=== Requirement ===
Update the items below by replacing every occurrence of "Return bounding boxes for" with "Find bounding boxes for" and changing nothing else, then give all their lines again. Leave the pictures out of your answer.

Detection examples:
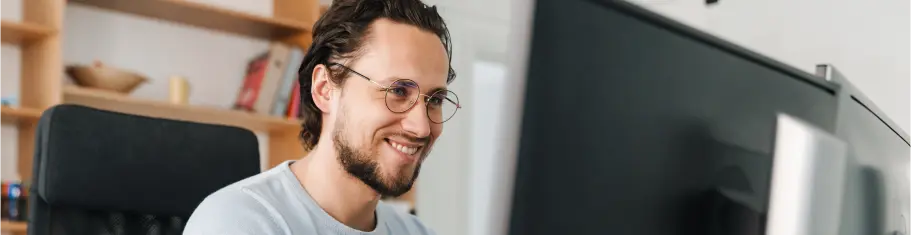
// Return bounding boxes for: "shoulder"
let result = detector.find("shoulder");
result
[184,164,298,234]
[376,202,436,235]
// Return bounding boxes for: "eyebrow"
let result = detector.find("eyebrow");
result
[427,87,446,94]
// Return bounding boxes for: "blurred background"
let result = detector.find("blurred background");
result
[0,0,911,235]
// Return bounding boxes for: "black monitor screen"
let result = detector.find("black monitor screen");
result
[510,0,836,235]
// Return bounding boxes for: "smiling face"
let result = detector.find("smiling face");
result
[324,19,449,196]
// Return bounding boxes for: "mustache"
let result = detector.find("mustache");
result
[387,131,430,145]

=== Output for this task ===
// Find bounding boxes for: "shoulder"
let result = detector.find("shoulder");
result
[184,164,298,234]
[376,202,436,235]
// Find bounding boxes for: "eyebrow"
let result = detector.find("eyebrow");
result
[427,87,446,94]
// Find bounding boxes for: "blurred background"
let result = detector.find("blurred background");
result
[0,0,911,235]
// Find bounding boxes for: "black monitor screen"
let result = detector.find("black monitor screen");
result
[510,0,836,235]
// Find bounding boxes for: "smiling face"
let result = detector.find("smiling face");
result
[324,19,449,196]
// Find bounding boxes for: "mustache"
let result = detector.find("mustache");
result
[387,131,430,145]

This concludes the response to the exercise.